▶ **Task**
Nothing in the records should be altered; retype them all exactly.

▶ **Exercise inputs**
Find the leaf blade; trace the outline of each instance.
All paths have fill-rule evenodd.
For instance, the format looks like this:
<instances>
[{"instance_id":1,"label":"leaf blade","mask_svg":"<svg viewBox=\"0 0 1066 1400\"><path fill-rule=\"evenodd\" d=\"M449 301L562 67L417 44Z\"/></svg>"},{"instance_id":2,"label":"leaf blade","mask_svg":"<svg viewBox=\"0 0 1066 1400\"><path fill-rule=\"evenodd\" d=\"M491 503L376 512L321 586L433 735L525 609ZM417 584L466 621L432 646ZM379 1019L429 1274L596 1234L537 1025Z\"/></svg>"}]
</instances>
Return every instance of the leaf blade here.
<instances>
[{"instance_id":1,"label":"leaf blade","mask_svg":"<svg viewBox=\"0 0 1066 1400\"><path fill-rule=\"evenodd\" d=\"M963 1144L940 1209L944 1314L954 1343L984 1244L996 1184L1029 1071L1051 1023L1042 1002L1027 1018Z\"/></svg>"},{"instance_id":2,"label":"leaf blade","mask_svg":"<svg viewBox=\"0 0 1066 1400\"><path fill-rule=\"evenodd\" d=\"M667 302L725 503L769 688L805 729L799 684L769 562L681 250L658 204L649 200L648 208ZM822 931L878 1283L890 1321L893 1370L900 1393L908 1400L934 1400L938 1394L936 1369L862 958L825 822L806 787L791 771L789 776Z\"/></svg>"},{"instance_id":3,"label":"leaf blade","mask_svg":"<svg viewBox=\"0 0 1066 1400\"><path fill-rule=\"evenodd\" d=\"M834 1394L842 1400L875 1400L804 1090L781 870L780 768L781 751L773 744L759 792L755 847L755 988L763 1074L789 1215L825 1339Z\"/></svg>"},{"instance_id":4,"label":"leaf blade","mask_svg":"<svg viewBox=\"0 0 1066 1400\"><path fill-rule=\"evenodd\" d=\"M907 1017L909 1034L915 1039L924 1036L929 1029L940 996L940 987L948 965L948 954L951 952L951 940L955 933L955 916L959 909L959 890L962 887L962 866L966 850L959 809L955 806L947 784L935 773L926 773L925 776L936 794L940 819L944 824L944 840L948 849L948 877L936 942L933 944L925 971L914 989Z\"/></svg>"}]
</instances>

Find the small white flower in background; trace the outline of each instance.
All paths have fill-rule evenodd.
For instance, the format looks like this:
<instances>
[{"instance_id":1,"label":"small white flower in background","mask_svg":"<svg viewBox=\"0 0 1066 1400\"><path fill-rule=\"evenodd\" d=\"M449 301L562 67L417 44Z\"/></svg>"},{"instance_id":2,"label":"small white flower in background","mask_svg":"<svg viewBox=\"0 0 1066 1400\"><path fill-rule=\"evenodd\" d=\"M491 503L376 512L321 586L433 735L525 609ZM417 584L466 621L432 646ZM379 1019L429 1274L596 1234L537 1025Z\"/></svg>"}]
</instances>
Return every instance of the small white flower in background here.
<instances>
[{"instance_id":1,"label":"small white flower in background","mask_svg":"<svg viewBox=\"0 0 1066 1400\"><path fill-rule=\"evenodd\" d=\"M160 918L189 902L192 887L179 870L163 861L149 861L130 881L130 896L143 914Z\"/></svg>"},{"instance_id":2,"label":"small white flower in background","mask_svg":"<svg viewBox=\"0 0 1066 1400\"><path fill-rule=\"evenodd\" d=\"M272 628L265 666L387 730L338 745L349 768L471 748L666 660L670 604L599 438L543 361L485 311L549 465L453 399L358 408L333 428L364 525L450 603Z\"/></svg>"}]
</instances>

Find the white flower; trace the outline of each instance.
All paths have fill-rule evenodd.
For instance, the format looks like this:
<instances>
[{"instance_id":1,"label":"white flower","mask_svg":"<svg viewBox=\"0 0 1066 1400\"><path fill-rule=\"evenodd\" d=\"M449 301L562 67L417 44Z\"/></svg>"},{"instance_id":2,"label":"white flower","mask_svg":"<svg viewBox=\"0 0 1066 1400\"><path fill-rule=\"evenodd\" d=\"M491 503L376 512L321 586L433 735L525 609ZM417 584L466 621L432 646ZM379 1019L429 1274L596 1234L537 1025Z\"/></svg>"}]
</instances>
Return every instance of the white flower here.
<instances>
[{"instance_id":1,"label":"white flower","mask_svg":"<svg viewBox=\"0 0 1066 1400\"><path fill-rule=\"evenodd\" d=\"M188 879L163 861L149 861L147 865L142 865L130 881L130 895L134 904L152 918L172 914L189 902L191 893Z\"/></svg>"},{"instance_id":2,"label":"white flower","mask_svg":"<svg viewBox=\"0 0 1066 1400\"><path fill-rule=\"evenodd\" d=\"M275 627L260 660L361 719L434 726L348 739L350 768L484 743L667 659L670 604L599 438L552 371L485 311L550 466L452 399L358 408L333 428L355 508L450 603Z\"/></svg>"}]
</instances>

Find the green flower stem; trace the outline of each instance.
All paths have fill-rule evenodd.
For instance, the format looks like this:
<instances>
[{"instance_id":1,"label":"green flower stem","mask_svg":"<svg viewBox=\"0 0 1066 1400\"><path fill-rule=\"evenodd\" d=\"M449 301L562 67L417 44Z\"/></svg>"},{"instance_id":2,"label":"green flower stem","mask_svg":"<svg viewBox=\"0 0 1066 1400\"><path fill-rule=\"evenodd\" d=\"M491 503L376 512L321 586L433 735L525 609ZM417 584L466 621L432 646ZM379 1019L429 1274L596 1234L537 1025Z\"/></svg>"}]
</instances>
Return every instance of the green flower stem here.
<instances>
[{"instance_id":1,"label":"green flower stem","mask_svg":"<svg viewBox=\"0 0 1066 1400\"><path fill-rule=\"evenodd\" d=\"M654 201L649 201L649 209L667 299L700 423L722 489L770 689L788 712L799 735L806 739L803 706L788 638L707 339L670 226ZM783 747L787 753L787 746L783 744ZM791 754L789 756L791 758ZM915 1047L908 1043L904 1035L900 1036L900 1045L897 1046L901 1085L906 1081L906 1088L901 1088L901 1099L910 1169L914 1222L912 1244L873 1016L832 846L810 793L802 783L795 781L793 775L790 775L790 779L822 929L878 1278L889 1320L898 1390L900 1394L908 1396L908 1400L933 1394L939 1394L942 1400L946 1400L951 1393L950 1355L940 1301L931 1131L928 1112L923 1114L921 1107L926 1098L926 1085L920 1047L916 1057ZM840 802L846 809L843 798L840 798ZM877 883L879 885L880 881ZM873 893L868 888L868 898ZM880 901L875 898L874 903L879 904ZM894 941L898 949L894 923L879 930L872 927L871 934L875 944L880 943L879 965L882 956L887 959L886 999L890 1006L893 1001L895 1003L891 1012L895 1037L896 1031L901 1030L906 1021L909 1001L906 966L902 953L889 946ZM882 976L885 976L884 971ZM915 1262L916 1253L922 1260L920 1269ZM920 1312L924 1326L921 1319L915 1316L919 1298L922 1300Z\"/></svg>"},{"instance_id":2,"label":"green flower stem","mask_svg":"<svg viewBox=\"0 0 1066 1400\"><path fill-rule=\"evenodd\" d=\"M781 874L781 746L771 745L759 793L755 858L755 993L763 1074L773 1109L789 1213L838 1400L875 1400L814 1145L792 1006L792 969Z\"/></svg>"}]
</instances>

▶ **Result**
Find the leaf blade; trace the outline of each instance.
All paths have fill-rule evenodd.
For instance, the format looks like this:
<instances>
[{"instance_id":1,"label":"leaf blade","mask_svg":"<svg viewBox=\"0 0 1066 1400\"><path fill-rule=\"evenodd\" d=\"M449 301L562 67L417 44Z\"/></svg>"},{"instance_id":2,"label":"leaf blade","mask_svg":"<svg viewBox=\"0 0 1066 1400\"><path fill-rule=\"evenodd\" d=\"M491 503L376 512L321 586L433 735L525 609ZM417 584L466 621L432 646ZM379 1019L429 1274L596 1234L537 1025Z\"/></svg>"}]
</instances>
Return every instance of the leaf blade here.
<instances>
[{"instance_id":1,"label":"leaf blade","mask_svg":"<svg viewBox=\"0 0 1066 1400\"><path fill-rule=\"evenodd\" d=\"M963 1144L940 1209L944 1314L954 1343L984 1244L996 1184L1029 1071L1051 1023L1042 1002L1027 1018Z\"/></svg>"},{"instance_id":2,"label":"leaf blade","mask_svg":"<svg viewBox=\"0 0 1066 1400\"><path fill-rule=\"evenodd\" d=\"M667 302L725 503L769 688L805 729L799 684L769 562L681 250L658 204L649 200L648 208ZM822 931L878 1283L890 1321L893 1370L900 1393L908 1400L934 1400L938 1394L936 1369L862 958L825 822L806 787L791 771L789 776Z\"/></svg>"},{"instance_id":3,"label":"leaf blade","mask_svg":"<svg viewBox=\"0 0 1066 1400\"><path fill-rule=\"evenodd\" d=\"M834 1394L842 1400L875 1400L804 1090L781 870L780 768L781 751L773 744L759 792L755 847L755 988L763 1074L789 1215L825 1339Z\"/></svg>"},{"instance_id":4,"label":"leaf blade","mask_svg":"<svg viewBox=\"0 0 1066 1400\"><path fill-rule=\"evenodd\" d=\"M907 1017L909 1034L915 1039L924 1036L929 1029L940 996L940 987L948 965L948 954L951 952L951 940L955 933L955 916L959 909L959 890L962 887L962 866L966 850L959 809L955 806L947 784L935 773L926 773L925 776L936 794L940 819L944 824L944 840L948 849L948 877L936 942L933 944L925 971L914 989Z\"/></svg>"}]
</instances>

Find the small white flower in background; trace the outline of each instance.
All paths have fill-rule evenodd.
For instance, the format looks like this:
<instances>
[{"instance_id":1,"label":"small white flower in background","mask_svg":"<svg viewBox=\"0 0 1066 1400\"><path fill-rule=\"evenodd\" d=\"M449 301L562 67L417 44Z\"/></svg>"},{"instance_id":2,"label":"small white flower in background","mask_svg":"<svg viewBox=\"0 0 1066 1400\"><path fill-rule=\"evenodd\" d=\"M491 503L376 512L321 586L433 735L525 609ZM417 584L466 621L432 646ZM379 1019L429 1274L596 1234L537 1025Z\"/></svg>"}]
</instances>
Return every instance of the small white flower in background here.
<instances>
[{"instance_id":1,"label":"small white flower in background","mask_svg":"<svg viewBox=\"0 0 1066 1400\"><path fill-rule=\"evenodd\" d=\"M160 918L189 902L192 887L179 870L163 861L149 861L130 881L130 896L143 914Z\"/></svg>"},{"instance_id":2,"label":"small white flower in background","mask_svg":"<svg viewBox=\"0 0 1066 1400\"><path fill-rule=\"evenodd\" d=\"M272 628L265 666L387 730L338 745L349 768L471 748L666 660L670 604L599 438L543 361L485 311L549 465L453 399L358 408L333 428L364 525L450 603Z\"/></svg>"}]
</instances>

Find the white flower; trace the outline of each instance.
All paths have fill-rule evenodd.
For instance, the format looks like this:
<instances>
[{"instance_id":1,"label":"white flower","mask_svg":"<svg viewBox=\"0 0 1066 1400\"><path fill-rule=\"evenodd\" d=\"M449 301L562 67L417 44Z\"/></svg>"},{"instance_id":2,"label":"white flower","mask_svg":"<svg viewBox=\"0 0 1066 1400\"><path fill-rule=\"evenodd\" d=\"M491 503L376 512L321 586L433 735L525 609ZM417 584L466 621L432 646ZM379 1019L429 1274L596 1234L537 1025Z\"/></svg>"}]
</instances>
Return every instance of the white flower here.
<instances>
[{"instance_id":1,"label":"white flower","mask_svg":"<svg viewBox=\"0 0 1066 1400\"><path fill-rule=\"evenodd\" d=\"M188 879L163 861L149 861L147 865L142 865L130 881L130 895L134 904L152 918L172 914L189 902L191 893Z\"/></svg>"},{"instance_id":2,"label":"white flower","mask_svg":"<svg viewBox=\"0 0 1066 1400\"><path fill-rule=\"evenodd\" d=\"M275 627L260 660L361 719L434 726L348 739L350 768L484 743L667 659L670 604L599 438L552 371L485 311L550 466L452 399L358 408L333 428L355 508L450 603Z\"/></svg>"}]
</instances>

Find the green flower stem; trace the outline of each instance.
All paths have fill-rule evenodd.
For instance, the format looks like this:
<instances>
[{"instance_id":1,"label":"green flower stem","mask_svg":"<svg viewBox=\"0 0 1066 1400\"><path fill-rule=\"evenodd\" d=\"M449 301L562 67L417 44Z\"/></svg>"},{"instance_id":2,"label":"green flower stem","mask_svg":"<svg viewBox=\"0 0 1066 1400\"><path fill-rule=\"evenodd\" d=\"M491 503L376 512L321 586L433 735L525 609ZM417 584L466 621L432 646ZM379 1019L429 1274L596 1234L537 1025Z\"/></svg>"}]
</instances>
Return every instance of the green flower stem here.
<instances>
[{"instance_id":1,"label":"green flower stem","mask_svg":"<svg viewBox=\"0 0 1066 1400\"><path fill-rule=\"evenodd\" d=\"M654 201L649 201L649 209L667 299L700 423L722 489L770 689L788 712L799 735L806 739L803 706L788 638L707 339L670 226ZM783 747L787 753L787 746L783 744ZM791 754L789 756L791 758ZM915 1047L908 1043L904 1035L900 1036L900 1045L897 1046L901 1085L906 1081L906 1088L901 1088L901 1099L910 1169L914 1222L912 1244L873 1016L832 846L810 793L802 783L795 781L793 775L790 775L790 779L822 929L878 1278L889 1320L898 1390L900 1394L908 1396L908 1400L933 1394L939 1394L942 1400L946 1400L951 1393L950 1355L940 1301L931 1131L928 1112L923 1114L921 1107L926 1098L926 1085L920 1047L916 1057ZM840 802L846 809L843 798L840 798ZM877 883L879 885L880 881ZM873 893L868 888L868 898ZM880 901L875 898L874 903L879 904ZM894 941L898 949L894 923L879 930L872 927L871 934L875 944L880 943L879 965L882 956L887 959L886 999L890 1006L893 1001L895 1003L891 1012L895 1037L896 1031L901 1030L906 1021L909 1001L906 966L902 953L889 946ZM882 976L885 976L884 971ZM915 1262L916 1253L922 1260L920 1269ZM920 1312L924 1326L921 1319L915 1316L919 1298L922 1300Z\"/></svg>"},{"instance_id":2,"label":"green flower stem","mask_svg":"<svg viewBox=\"0 0 1066 1400\"><path fill-rule=\"evenodd\" d=\"M781 874L781 746L771 745L759 793L755 858L755 993L763 1074L773 1109L789 1213L838 1400L875 1400L814 1145L792 1006L792 969Z\"/></svg>"}]
</instances>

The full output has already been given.